(Beginning of Input)

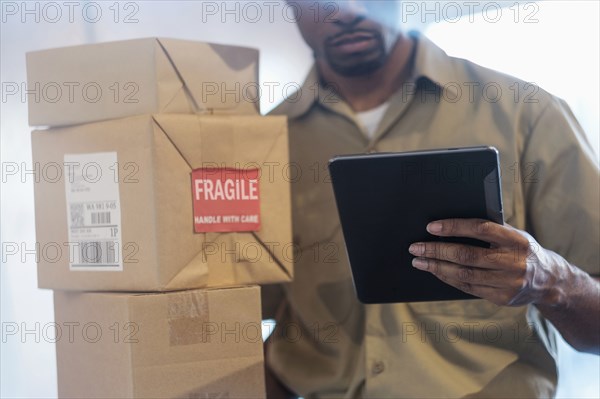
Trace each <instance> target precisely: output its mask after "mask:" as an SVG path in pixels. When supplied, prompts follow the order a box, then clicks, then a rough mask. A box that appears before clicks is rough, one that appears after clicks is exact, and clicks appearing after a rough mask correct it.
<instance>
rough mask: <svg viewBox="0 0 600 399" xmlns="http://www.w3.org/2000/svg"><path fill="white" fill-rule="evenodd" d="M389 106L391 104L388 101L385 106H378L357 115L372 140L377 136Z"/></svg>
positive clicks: (359, 112) (357, 116)
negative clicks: (379, 127)
mask: <svg viewBox="0 0 600 399" xmlns="http://www.w3.org/2000/svg"><path fill="white" fill-rule="evenodd" d="M389 106H390V102H389V101H386V102H384V103H383V104H381V105H378V106H377V107H375V108H371V109H370V110H368V111H363V112H357V113H356V117H357V118H358V120H359V121H360V123H361V124H362V125H363V128H364V130H365V132H366V133H367V135H368V136H369V138H370V139H372V138H373V136H374V135H375V131H376V130H377V127H378V126H379V123H380V122H381V119H383V114H385V111H387V109H388V107H389Z"/></svg>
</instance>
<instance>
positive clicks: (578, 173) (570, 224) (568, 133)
mask: <svg viewBox="0 0 600 399" xmlns="http://www.w3.org/2000/svg"><path fill="white" fill-rule="evenodd" d="M520 170H521V176H520V177H521V180H522V181H521V184H522V185H523V191H524V194H525V202H526V208H527V212H526V226H527V230H528V231H529V232H530V233H531V234H532V235H533V236H534V237H535V239H536V240H537V241H538V242H539V243H540V245H542V246H543V247H544V248H547V249H550V250H553V251H555V252H557V253H559V254H560V255H561V256H563V257H564V258H565V259H566V260H567V261H569V262H570V263H572V264H574V265H575V266H577V267H579V268H581V269H583V270H585V271H586V272H588V273H590V274H592V275H600V255H599V252H600V249H599V248H600V233H599V230H600V198H599V192H600V180H599V178H600V175H599V169H598V163H597V160H596V155H595V153H594V150H593V149H592V148H591V146H590V144H589V142H588V140H587V138H586V135H585V132H584V131H583V129H582V128H581V126H580V125H579V123H578V122H577V120H576V119H575V116H574V115H573V113H572V111H571V110H570V108H569V106H568V105H567V104H566V103H565V102H564V101H563V100H560V99H558V98H556V97H552V96H550V98H549V101H548V102H547V104H545V106H543V108H542V110H541V113H540V114H539V116H538V117H537V118H536V119H535V120H534V121H533V122H532V124H531V126H530V129H529V134H528V135H527V137H525V140H524V148H523V153H522V158H521V165H520Z"/></svg>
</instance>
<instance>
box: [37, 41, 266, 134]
mask: <svg viewBox="0 0 600 399" xmlns="http://www.w3.org/2000/svg"><path fill="white" fill-rule="evenodd" d="M257 82H258V51H257V50H254V49H249V48H245V47H237V46H225V45H217V44H209V43H201V42H194V41H188V40H175V39H156V38H148V39H135V40H126V41H119V42H109V43H98V44H90V45H82V46H73V47H64V48H57V49H51V50H42V51H35V52H31V53H28V54H27V85H28V90H30V91H32V93H33V94H31V95H29V96H28V106H29V124H30V125H32V126H65V125H72V124H79V123H88V122H95V121H100V120H106V119H112V118H120V117H126V116H133V115H139V114H145V113H159V112H164V113H210V114H213V113H225V114H250V115H252V114H257V113H258V106H259V104H258V102H257V101H255V100H257V89H258V86H257ZM226 93H229V94H226ZM231 93H234V94H231Z"/></svg>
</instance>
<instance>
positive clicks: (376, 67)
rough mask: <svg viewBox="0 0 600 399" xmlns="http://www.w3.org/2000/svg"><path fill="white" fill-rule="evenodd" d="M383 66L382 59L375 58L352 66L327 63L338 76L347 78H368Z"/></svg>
mask: <svg viewBox="0 0 600 399" xmlns="http://www.w3.org/2000/svg"><path fill="white" fill-rule="evenodd" d="M384 64H385V60H384V59H383V58H377V59H374V60H370V61H363V62H357V63H352V64H341V63H336V62H333V61H331V60H330V61H329V67H330V68H331V69H332V70H333V71H334V72H335V73H337V74H338V75H340V76H344V77H347V78H353V77H360V76H369V75H372V74H373V73H375V72H377V71H378V70H379V69H381V67H382V66H383V65H384Z"/></svg>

(End of Input)

*Task description*
Copy the material above in full and exactly, skipping pictures.

*Task answer*
Trace each <instance> target precisely: output its mask after "mask:" as an SVG path in pixels. When supplied, prompts follow the order a box, then clicks, then a rough mask. A box that appears before clicks is rough, one that appears after clicks is exact, and clicks appearing after a rough mask correct it.
<instance>
rough mask: <svg viewBox="0 0 600 399" xmlns="http://www.w3.org/2000/svg"><path fill="white" fill-rule="evenodd" d="M389 106L391 104L388 101L385 106H378L357 115L372 140L377 136Z"/></svg>
positive clicks: (359, 112) (357, 116)
negative clicks: (379, 127)
mask: <svg viewBox="0 0 600 399" xmlns="http://www.w3.org/2000/svg"><path fill="white" fill-rule="evenodd" d="M389 106H390V102H389V101H386V102H384V103H383V104H381V105H378V106H377V107H375V108H371V109H370V110H368V111H363V112H357V113H356V117H357V118H358V120H359V121H360V123H361V124H362V125H363V128H364V130H365V132H366V133H367V135H368V136H369V138H370V139H372V138H373V136H374V135H375V131H376V130H377V127H378V126H379V123H380V122H381V119H383V114H385V111H387V109H388V107H389Z"/></svg>
</instance>
<instance>
positive clicks: (578, 173) (570, 224) (568, 133)
mask: <svg viewBox="0 0 600 399" xmlns="http://www.w3.org/2000/svg"><path fill="white" fill-rule="evenodd" d="M520 170H521V176H520V177H521V180H522V181H521V184H522V185H523V191H524V194H525V202H526V208H527V212H526V226H527V230H528V231H529V232H530V233H531V234H532V235H533V236H534V237H535V239H536V240H537V241H538V242H539V243H540V245H542V246H543V247H544V248H547V249H550V250H553V251H555V252H557V253H559V254H560V255H561V256H563V257H564V258H565V259H566V260H567V261H569V262H570V263H572V264H574V265H575V266H577V267H579V268H581V269H583V270H585V271H586V272H588V273H590V274H592V275H600V255H599V252H600V249H599V248H600V233H599V230H600V198H599V192H600V180H599V178H600V175H599V169H598V163H597V160H596V155H595V153H594V150H593V149H592V148H591V146H590V144H589V142H588V140H587V138H586V135H585V132H584V131H583V129H582V128H581V126H580V125H579V123H578V122H577V120H576V119H575V116H574V115H573V113H572V111H571V110H570V108H569V106H568V105H567V104H566V103H565V102H564V101H563V100H560V99H558V98H556V97H552V96H550V98H549V101H548V102H547V104H545V106H543V108H542V110H541V113H540V114H539V116H538V117H537V118H536V119H535V120H534V121H533V122H532V124H531V126H530V129H529V134H528V135H527V137H525V140H524V148H523V153H522V158H521V165H520Z"/></svg>
</instance>
<instance>
box: [37, 41, 266, 134]
mask: <svg viewBox="0 0 600 399" xmlns="http://www.w3.org/2000/svg"><path fill="white" fill-rule="evenodd" d="M257 82H258V51H257V50H254V49H249V48H245V47H237V46H225V45H217V44H209V43H201V42H194V41H188V40H175V39H156V38H148V39H135V40H126V41H119V42H109V43H98V44H90V45H82V46H73V47H64V48H57V49H51V50H42V51H35V52H31V53H28V54H27V85H28V90H30V91H32V93H33V94H31V95H29V96H28V106H29V124H30V125H32V126H65V125H72V124H79V123H88V122H95V121H100V120H106V119H112V118H120V117H126V116H133V115H139V114H145V113H159V112H164V113H210V114H213V113H225V114H250V115H252V114H257V113H258V106H259V104H258V102H257V101H255V100H257V89H258V86H257ZM226 93H229V94H226ZM231 93H234V94H231Z"/></svg>
</instance>
<instance>
positive clicks: (376, 67)
rough mask: <svg viewBox="0 0 600 399" xmlns="http://www.w3.org/2000/svg"><path fill="white" fill-rule="evenodd" d="M383 66L382 59L375 58L352 66L327 63L338 76L347 78H368Z"/></svg>
mask: <svg viewBox="0 0 600 399" xmlns="http://www.w3.org/2000/svg"><path fill="white" fill-rule="evenodd" d="M384 64H385V60H384V59H383V58H377V59H374V60H370V61H363V62H357V63H352V64H341V63H336V62H333V61H331V60H330V61H329V67H330V68H331V69H332V70H333V71H334V72H335V73H337V74H338V75H340V76H344V77H347V78H353V77H360V76H369V75H372V74H373V73H375V72H377V71H378V70H379V69H381V67H382V66H383V65H384Z"/></svg>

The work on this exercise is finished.